## What is needed
Scan the data below. Pull out each line where "house" occurs.

## Records to process
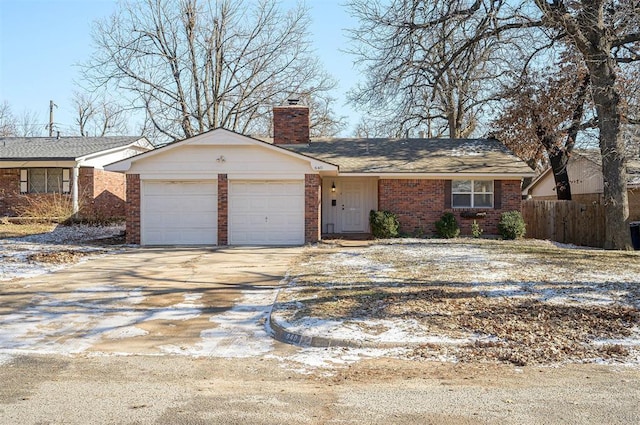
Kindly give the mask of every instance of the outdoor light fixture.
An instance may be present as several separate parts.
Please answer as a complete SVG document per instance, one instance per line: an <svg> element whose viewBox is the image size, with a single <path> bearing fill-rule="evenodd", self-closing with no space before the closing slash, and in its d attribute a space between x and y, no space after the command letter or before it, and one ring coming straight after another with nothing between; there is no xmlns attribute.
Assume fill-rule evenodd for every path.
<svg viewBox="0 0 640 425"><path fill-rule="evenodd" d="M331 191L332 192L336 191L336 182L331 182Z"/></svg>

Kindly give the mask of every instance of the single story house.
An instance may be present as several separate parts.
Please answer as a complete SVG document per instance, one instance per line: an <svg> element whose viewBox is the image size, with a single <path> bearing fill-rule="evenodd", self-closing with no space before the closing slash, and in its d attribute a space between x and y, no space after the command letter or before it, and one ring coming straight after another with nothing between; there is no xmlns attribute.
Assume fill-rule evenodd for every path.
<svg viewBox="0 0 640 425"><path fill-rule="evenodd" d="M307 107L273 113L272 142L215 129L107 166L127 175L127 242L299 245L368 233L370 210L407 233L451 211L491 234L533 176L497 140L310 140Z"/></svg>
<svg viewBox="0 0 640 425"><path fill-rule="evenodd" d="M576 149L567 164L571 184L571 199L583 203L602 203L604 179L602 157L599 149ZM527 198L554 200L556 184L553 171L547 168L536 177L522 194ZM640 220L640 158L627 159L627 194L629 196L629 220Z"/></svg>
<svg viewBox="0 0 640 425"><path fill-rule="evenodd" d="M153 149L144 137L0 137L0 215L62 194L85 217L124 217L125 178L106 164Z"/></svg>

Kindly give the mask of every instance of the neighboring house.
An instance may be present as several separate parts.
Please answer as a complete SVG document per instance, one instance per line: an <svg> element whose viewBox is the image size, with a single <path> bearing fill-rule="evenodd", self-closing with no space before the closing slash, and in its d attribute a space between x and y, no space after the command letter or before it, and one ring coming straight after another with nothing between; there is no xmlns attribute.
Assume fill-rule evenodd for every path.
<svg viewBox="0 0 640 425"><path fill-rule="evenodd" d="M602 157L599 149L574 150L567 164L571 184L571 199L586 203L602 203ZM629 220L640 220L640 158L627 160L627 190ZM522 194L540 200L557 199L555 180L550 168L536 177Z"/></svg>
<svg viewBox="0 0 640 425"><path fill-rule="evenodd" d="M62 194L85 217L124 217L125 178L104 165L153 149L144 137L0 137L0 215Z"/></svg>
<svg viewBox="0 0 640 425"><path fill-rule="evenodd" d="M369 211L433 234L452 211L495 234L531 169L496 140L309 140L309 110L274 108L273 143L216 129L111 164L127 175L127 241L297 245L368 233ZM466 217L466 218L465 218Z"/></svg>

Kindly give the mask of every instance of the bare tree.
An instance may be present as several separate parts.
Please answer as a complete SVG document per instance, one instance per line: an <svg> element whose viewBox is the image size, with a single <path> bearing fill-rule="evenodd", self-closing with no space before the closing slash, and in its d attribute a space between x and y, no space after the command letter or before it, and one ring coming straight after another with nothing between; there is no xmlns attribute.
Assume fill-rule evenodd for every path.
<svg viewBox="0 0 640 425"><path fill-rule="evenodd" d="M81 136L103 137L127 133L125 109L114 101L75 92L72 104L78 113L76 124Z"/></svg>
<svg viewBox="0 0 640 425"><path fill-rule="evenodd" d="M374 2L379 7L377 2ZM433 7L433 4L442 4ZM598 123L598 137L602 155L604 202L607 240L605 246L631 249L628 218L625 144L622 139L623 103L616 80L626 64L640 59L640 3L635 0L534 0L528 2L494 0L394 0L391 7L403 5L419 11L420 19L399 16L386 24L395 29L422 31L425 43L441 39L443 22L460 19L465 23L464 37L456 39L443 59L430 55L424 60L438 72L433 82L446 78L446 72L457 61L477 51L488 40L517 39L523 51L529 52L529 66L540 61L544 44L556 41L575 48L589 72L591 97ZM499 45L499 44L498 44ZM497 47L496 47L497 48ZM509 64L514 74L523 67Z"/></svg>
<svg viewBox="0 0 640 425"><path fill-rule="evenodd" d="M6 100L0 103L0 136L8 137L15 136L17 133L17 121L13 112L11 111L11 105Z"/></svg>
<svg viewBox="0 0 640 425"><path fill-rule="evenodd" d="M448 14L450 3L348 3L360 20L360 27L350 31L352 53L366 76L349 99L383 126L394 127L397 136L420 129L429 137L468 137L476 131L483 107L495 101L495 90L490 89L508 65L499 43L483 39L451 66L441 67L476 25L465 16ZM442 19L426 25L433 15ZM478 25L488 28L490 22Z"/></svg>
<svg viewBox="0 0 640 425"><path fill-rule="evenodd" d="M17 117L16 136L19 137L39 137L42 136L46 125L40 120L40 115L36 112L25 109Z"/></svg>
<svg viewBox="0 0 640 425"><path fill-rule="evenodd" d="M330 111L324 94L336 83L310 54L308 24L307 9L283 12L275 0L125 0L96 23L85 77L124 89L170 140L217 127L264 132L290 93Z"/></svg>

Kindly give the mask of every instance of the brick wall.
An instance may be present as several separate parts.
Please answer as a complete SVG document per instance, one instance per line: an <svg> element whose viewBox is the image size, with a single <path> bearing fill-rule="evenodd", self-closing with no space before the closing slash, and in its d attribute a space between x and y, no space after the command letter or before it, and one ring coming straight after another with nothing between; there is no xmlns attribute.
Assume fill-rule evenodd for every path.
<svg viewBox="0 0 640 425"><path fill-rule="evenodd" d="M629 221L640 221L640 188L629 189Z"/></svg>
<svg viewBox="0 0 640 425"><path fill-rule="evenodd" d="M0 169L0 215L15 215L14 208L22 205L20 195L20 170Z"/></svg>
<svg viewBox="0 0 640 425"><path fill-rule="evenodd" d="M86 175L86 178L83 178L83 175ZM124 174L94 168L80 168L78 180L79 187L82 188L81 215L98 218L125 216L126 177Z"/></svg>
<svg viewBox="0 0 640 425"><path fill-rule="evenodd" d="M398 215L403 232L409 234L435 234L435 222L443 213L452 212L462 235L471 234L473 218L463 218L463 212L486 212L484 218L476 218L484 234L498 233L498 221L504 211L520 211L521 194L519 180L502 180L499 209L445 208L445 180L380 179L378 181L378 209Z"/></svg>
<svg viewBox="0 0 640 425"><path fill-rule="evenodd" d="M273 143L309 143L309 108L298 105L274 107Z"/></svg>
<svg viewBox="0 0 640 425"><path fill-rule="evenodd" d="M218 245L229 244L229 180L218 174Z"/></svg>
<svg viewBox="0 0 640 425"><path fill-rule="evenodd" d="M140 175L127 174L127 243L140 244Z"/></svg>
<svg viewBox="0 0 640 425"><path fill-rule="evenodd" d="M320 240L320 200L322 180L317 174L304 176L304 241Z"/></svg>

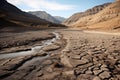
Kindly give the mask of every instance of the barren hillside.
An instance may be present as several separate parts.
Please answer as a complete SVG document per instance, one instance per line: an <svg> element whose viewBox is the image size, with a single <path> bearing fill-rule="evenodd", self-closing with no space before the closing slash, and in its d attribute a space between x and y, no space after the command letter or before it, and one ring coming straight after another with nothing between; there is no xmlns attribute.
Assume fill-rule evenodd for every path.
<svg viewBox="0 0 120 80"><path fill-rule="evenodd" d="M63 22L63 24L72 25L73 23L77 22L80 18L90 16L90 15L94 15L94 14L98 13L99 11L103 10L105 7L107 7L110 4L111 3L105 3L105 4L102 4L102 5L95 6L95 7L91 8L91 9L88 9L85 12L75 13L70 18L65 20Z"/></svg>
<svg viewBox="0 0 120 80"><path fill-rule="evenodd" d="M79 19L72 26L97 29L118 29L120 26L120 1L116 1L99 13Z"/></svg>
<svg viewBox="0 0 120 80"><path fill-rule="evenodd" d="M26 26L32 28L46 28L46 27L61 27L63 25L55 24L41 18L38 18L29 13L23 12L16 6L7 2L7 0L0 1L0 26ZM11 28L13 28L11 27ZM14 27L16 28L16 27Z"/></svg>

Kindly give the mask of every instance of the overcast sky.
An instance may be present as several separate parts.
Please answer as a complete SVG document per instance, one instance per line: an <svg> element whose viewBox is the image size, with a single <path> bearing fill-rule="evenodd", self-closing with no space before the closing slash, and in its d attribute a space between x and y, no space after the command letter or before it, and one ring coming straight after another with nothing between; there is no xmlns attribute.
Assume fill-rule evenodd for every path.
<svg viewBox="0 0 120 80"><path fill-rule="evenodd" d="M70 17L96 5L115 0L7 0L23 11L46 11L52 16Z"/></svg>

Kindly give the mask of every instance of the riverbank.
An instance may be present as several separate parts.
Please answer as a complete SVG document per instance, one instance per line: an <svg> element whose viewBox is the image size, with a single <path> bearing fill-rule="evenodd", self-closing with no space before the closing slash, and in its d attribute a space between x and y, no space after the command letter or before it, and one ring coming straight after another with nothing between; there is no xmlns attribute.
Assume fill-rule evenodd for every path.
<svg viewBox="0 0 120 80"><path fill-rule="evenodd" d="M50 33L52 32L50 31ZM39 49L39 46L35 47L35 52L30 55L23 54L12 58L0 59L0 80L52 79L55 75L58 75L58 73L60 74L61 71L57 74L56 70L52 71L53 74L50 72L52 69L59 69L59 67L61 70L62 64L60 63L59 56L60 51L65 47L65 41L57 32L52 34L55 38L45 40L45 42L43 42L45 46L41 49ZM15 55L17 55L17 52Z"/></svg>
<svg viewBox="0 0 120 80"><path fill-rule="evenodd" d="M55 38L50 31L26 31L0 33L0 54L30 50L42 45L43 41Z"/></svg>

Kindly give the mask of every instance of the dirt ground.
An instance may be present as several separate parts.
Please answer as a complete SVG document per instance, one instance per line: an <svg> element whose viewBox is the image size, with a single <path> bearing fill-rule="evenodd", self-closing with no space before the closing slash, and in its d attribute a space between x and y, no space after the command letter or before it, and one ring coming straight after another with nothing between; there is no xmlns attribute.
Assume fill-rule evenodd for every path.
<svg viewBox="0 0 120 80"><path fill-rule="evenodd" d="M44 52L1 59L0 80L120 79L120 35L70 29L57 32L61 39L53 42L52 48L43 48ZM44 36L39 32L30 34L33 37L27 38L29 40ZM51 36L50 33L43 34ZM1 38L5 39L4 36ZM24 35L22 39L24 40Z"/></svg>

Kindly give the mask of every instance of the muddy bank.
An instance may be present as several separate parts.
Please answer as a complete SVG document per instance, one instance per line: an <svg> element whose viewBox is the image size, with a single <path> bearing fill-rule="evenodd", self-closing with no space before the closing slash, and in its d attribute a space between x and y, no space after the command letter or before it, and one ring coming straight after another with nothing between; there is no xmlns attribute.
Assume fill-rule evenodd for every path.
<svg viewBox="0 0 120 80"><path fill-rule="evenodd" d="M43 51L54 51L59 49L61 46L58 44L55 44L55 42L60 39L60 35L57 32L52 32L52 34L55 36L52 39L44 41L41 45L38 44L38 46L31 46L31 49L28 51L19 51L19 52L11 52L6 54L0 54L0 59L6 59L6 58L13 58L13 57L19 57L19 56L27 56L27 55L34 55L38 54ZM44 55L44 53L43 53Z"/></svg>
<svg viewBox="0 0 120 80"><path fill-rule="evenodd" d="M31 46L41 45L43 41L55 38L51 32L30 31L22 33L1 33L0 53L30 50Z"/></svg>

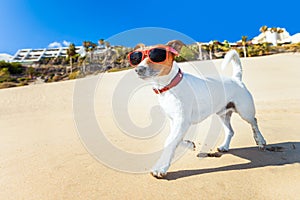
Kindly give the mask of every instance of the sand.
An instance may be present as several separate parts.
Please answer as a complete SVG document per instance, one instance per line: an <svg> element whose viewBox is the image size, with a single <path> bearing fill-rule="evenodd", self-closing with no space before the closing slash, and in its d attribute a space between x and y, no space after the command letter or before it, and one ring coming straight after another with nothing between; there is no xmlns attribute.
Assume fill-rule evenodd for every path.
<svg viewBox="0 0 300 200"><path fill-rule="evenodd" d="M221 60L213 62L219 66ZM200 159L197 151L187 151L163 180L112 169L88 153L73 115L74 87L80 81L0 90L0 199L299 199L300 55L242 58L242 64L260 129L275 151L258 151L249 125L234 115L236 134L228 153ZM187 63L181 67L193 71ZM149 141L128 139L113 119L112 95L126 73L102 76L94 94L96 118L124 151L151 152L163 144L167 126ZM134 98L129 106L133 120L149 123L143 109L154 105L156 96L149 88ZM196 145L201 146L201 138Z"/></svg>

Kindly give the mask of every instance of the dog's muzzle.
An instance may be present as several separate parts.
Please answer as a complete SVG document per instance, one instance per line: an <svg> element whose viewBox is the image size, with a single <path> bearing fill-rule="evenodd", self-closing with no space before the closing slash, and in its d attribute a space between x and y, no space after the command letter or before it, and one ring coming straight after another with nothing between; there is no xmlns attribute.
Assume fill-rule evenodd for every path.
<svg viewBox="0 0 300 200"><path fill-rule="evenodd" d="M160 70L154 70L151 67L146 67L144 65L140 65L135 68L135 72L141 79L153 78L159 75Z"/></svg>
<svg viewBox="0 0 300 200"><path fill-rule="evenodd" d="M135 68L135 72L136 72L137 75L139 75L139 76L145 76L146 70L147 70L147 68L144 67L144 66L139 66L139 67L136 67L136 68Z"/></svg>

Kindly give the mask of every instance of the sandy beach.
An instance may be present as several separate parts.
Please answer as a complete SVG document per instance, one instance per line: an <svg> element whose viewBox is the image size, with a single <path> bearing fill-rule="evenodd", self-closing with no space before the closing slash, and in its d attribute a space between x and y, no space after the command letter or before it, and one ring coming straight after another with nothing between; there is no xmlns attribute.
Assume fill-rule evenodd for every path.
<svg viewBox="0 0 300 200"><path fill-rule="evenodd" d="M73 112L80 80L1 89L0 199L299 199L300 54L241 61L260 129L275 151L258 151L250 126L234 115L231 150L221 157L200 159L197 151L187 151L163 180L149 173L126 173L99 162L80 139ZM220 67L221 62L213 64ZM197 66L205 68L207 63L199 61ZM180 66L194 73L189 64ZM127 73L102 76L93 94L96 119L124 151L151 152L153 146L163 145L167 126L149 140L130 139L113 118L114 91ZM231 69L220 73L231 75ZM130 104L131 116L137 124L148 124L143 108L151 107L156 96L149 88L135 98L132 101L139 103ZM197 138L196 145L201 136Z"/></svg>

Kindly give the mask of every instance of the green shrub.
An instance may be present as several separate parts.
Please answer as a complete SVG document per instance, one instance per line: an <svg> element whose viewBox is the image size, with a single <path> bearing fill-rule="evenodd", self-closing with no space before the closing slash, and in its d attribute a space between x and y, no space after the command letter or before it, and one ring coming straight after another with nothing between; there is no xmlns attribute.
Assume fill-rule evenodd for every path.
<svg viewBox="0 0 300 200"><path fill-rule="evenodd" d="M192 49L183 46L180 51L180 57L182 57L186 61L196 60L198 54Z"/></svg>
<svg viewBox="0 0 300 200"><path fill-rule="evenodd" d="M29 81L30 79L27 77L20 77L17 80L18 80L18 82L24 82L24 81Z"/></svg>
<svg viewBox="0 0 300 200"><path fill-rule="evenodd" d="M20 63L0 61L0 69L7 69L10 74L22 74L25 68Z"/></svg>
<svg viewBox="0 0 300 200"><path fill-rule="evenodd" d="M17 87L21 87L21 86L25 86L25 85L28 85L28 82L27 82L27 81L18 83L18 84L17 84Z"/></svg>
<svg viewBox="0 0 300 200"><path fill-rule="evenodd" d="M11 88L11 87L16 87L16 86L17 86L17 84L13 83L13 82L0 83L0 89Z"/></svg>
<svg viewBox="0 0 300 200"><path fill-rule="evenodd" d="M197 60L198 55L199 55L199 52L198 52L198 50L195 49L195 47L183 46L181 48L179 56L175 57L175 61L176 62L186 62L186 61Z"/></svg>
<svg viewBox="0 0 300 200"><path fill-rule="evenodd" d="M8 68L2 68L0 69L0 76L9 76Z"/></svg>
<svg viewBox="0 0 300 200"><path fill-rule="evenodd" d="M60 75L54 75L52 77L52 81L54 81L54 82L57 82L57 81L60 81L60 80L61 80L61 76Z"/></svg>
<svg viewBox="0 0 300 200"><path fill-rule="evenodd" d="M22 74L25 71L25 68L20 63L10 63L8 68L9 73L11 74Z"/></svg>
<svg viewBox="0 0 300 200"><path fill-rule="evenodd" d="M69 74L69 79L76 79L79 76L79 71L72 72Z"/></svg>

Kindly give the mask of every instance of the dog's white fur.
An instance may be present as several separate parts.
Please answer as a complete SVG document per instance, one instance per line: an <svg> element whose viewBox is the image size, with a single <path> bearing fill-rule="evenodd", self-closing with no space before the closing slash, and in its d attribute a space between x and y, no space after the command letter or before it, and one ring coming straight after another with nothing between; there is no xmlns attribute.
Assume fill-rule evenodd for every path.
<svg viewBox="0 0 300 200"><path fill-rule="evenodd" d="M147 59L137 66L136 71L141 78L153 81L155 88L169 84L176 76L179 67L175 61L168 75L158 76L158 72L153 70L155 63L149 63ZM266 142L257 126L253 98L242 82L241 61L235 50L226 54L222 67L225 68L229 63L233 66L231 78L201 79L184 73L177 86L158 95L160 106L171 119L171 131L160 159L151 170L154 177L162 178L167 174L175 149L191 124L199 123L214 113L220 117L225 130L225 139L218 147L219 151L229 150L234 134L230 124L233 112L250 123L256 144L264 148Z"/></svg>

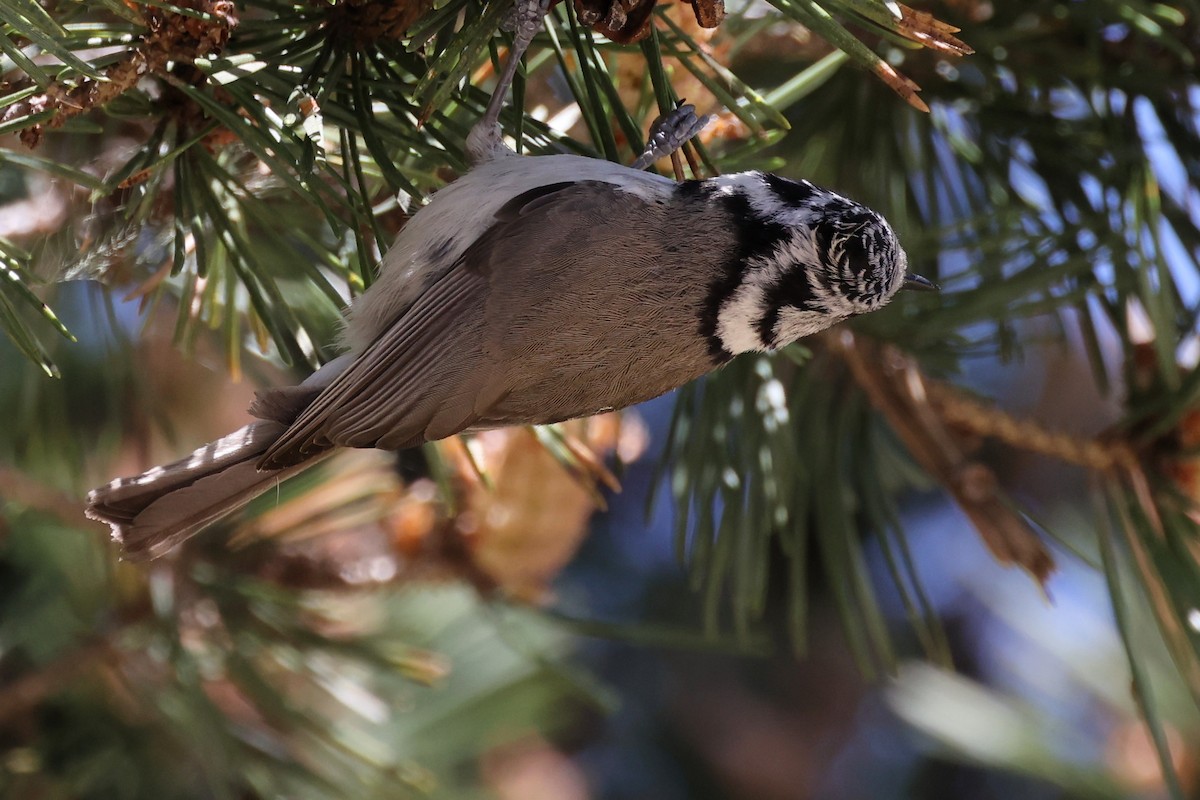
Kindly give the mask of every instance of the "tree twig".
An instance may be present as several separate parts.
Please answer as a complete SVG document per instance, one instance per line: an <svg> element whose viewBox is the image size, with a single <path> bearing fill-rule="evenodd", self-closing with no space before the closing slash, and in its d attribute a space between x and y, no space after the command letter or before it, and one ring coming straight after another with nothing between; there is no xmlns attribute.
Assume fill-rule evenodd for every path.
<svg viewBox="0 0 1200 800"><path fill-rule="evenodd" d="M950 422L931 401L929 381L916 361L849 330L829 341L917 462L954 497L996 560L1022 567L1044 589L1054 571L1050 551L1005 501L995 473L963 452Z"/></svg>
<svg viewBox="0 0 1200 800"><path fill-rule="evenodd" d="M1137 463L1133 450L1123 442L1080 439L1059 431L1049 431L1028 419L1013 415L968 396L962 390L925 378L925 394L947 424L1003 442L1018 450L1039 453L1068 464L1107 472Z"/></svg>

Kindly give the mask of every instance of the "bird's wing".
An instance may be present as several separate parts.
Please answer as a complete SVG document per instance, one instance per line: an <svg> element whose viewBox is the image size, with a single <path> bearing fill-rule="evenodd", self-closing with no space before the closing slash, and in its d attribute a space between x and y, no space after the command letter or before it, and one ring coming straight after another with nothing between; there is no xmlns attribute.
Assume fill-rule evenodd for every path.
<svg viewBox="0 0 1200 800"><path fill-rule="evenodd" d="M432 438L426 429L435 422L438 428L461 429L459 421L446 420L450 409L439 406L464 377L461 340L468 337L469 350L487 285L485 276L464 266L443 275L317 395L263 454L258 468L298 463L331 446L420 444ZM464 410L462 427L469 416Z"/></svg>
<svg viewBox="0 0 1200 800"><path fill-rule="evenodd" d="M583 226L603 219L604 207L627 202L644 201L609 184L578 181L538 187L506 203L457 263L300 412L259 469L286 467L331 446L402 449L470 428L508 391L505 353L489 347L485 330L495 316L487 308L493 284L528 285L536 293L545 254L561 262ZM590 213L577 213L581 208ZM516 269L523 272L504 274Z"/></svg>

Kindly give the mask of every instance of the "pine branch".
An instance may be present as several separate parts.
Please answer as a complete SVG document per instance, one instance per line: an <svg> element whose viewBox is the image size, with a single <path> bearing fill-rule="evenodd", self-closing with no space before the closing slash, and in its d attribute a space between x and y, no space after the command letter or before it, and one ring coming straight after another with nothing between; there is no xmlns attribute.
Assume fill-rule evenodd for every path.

## Result of this task
Kindly give the mask of every instance of the single story house.
Kindly give the mask of every instance of the neighboring house.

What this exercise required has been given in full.